Image point annotation entries
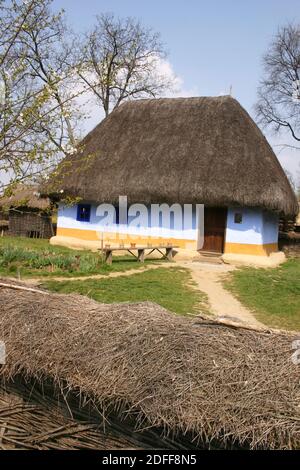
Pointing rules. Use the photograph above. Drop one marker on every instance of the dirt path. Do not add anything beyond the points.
(208, 278)
(223, 304)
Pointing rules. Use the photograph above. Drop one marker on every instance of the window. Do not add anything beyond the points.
(238, 218)
(84, 212)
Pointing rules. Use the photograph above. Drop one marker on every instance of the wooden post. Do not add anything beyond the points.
(108, 256)
(169, 253)
(141, 255)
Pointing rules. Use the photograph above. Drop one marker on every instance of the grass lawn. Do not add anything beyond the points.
(272, 294)
(37, 258)
(172, 288)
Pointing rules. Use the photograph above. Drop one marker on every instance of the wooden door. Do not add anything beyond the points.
(214, 229)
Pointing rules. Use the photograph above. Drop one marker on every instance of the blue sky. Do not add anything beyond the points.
(211, 44)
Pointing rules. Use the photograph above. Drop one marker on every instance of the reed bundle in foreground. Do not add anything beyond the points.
(213, 382)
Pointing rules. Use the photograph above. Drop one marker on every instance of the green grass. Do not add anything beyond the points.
(171, 288)
(272, 294)
(37, 258)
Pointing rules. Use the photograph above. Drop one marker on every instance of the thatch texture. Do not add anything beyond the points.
(218, 383)
(25, 196)
(186, 150)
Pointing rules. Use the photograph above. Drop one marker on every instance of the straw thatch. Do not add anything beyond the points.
(187, 150)
(215, 382)
(25, 196)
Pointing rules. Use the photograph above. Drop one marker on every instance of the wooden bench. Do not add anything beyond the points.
(140, 250)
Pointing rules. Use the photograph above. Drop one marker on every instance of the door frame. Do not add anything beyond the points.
(201, 219)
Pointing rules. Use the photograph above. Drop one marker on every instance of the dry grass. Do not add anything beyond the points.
(222, 384)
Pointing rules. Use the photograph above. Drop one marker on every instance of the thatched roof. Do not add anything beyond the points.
(217, 382)
(187, 150)
(25, 196)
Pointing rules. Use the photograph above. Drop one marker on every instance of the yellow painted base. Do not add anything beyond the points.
(115, 239)
(256, 250)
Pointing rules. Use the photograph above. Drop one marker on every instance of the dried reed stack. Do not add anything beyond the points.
(214, 382)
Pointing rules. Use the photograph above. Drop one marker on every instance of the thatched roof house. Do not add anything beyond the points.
(28, 212)
(187, 151)
(200, 382)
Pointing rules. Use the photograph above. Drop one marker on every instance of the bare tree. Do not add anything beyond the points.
(120, 60)
(37, 113)
(278, 103)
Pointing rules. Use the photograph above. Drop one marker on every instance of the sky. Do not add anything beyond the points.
(212, 45)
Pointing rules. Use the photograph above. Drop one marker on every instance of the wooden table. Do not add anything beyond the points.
(140, 250)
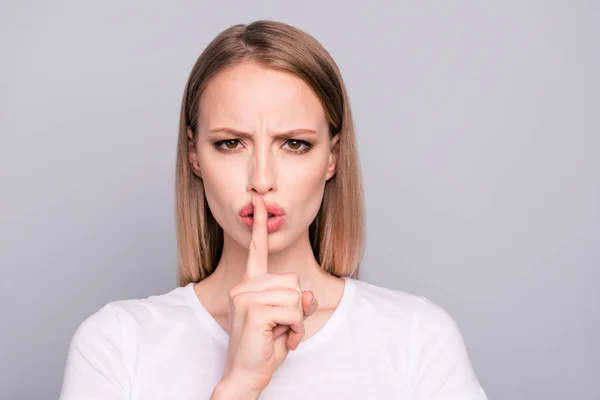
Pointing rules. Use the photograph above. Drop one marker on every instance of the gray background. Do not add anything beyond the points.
(479, 134)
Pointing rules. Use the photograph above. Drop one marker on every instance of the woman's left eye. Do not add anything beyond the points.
(296, 145)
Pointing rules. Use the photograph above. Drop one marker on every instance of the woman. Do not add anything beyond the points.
(270, 235)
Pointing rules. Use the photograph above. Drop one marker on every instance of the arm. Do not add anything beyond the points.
(95, 367)
(439, 364)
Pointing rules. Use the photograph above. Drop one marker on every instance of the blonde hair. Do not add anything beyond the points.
(337, 232)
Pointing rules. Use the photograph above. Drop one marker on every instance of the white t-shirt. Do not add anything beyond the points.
(378, 344)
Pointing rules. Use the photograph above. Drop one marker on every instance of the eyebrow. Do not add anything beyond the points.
(286, 134)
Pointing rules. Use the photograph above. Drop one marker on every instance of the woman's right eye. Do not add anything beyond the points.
(230, 144)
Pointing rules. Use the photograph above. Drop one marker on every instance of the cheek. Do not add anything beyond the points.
(223, 187)
(304, 188)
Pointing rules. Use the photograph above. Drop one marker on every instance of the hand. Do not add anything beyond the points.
(266, 314)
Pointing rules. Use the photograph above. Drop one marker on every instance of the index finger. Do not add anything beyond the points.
(258, 252)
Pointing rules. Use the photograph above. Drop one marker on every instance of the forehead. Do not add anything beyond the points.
(249, 95)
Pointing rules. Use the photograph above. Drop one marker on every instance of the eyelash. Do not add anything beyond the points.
(307, 146)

*Set task:*
Render every line of the records above as a Markdown table with the columns Row and Record line, numbering the lines in order and skipping any blank ones. Leave the pictures out of the table.

*Written solution:*
| Row | Record line |
|---|---|
| 1 | Pointing rules. Use the photograph above. Drop one marker on every instance of the dirt path. Do not add anything beyond the points. |
| 2 | (208, 278) |
| 3 | (223, 304) |
| 4 | Pointing rules. Use the photograph above. Drop one marker on every instance of the window. Do not add anything beyond the points. |
| 5 | (238, 218) |
| 6 | (84, 212) |
| 7 | Pointing rules. Use the photograph above. Drop one marker on every instance of the wooden post. Do not add anything beyond the points. |
| 8 | (108, 256) |
| 9 | (169, 253) |
| 10 | (141, 255) |
| 11 | Pointing rules. Use the photograph above. Drop one marker on every instance of the grass lawn. Do not add anything beyond the points. |
| 12 | (272, 294) |
| 13 | (37, 258) |
| 14 | (172, 288) |
| 15 | Pointing rules. Use the photograph above. Drop one marker on every instance of the wooden door. Do not add anything beyond the points. |
| 16 | (214, 229) |
| 17 | Pointing rules. Use the photograph above. Drop one marker on every instance of the blue sky. Do not add anything beyond the points. |
| 18 | (211, 44) |
| 19 | Pointing rules. Use the photograph above. Drop one marker on every instance of the reed bundle in foreground. Do not add anything beyond the points. |
| 20 | (213, 382) |
| 21 | Pointing rules. Use the photograph above. Drop one marker on every instance of the green grass. Do not add anything beyond the points. |
| 22 | (171, 288) |
| 23 | (272, 294) |
| 24 | (37, 258) |
| 25 | Pointing rules. Use the photograph above. Drop one marker on every instance of the thatch texture. Do not add anything beyond the points. |
| 26 | (218, 383) |
| 27 | (25, 196) |
| 28 | (186, 150) |
| 29 | Pointing rules. Use the photograph above. Drop one marker on every instance of the straw thatch. Do not add anything beyond the points. |
| 30 | (187, 150) |
| 31 | (215, 382) |
| 32 | (25, 196) |
| 33 | Pointing rules. Use the photograph above. Drop one marker on every instance of the wooden bench. Do not add anything beyond the points. |
| 34 | (140, 250) |
| 35 | Pointing rules. Use the photograph above. Drop one marker on every instance of the door frame. Do not add anything beyond the points. |
| 36 | (201, 219) |
| 37 | Pointing rules. Use the photograph above. Drop one marker on every instance of the dry grass. Do not add anything beyond the points. |
| 38 | (222, 384) |
| 39 | Pointing rules. Use the photograph above. Drop one marker on every instance of the thatched roof. Do not add anything beyond the points. |
| 40 | (217, 382) |
| 41 | (187, 150) |
| 42 | (25, 196) |
| 43 | Pointing rules. Use the photograph above. Drop one marker on every instance of the yellow painted base. Do not add anything beyond the points. |
| 44 | (115, 239) |
| 45 | (256, 250) |
| 46 | Pointing rules. Use the photograph above. Drop one marker on every instance of the dried reed stack. Do not add anything beyond the points. |
| 47 | (214, 382) |
| 48 | Pointing rules. Use the photograph above. Drop one marker on every instance of the thatched roof house. Do not add anything beyond the points. |
| 49 | (28, 212) |
| 50 | (187, 151) |
| 51 | (200, 382) |
| 52 | Pointing rules. Use the photograph above. Drop one marker on every instance of the bare tree. Do not add anything beyond the points. |
| 53 | (120, 60) |
| 54 | (37, 113) |
| 55 | (278, 103) |
| 56 | Pointing rules. Use the photograph above. Drop one marker on every instance of the sky. Do not add anything beyond the points. |
| 57 | (212, 45) |
| 58 | Pointing rules. Use the photograph above. Drop one marker on every instance of the wooden table. Do not add anything beyond the points. |
| 59 | (140, 250) |
| 60 | Pointing rules. Use the photograph above. Drop one marker on every instance of the gray background. Do not add anything beyond the points. |
| 61 | (479, 134) |
| 62 | Pointing rules. Use the photograph above. Drop one marker on every instance of the woman's left eye. Do not add anything beyond the points. |
| 63 | (296, 145) |
| 64 | Pointing rules. Use the photograph above. Drop one marker on every instance of the woman. Do not add anything beyond the points. |
| 65 | (270, 235) |
| 66 | Pointing rules. Use the photograph above. Drop one marker on every instance of the arm. Do not add anything beyond the points. |
| 67 | (95, 367) |
| 68 | (439, 364) |
| 69 | Pointing rules. Use the photograph above. Drop one marker on every instance of the blonde hair. Do not add anything beyond the points. |
| 70 | (337, 232) |
| 71 | Pointing rules. Use the photograph above. Drop one marker on every instance of the white t-shirt. Do not add anything beyond the points. |
| 72 | (378, 344) |
| 73 | Pointing rules. Use the photograph above. Drop one marker on every instance of the eyebrow. Do not add anything beyond the points. |
| 74 | (286, 134) |
| 75 | Pointing rules. Use the photograph above. Drop one marker on every instance of the woman's right eye. Do not add anything beyond the points. |
| 76 | (230, 144) |
| 77 | Pointing rules. Use the photograph above. Drop one marker on every instance of the cheek. Do not add anything beyond the points. |
| 78 | (223, 187) |
| 79 | (304, 188) |
| 80 | Pointing rules. Use the photograph above. Drop one marker on every instance of the hand. Do not add anything beyond the points. |
| 81 | (266, 314) |
| 82 | Pointing rules. Use the photograph above. Drop one marker on every instance of the index finger. Do not add anything beyond the points. |
| 83 | (258, 252) |
| 84 | Pointing rules. Use the photograph above. Drop one marker on every instance of the forehead. Do not add anything beyond the points. |
| 85 | (249, 95) |
| 86 | Pointing rules. Use the photograph above. Drop one marker on every instance of the eyelash. Do not add anything beyond the points. |
| 87 | (307, 146) |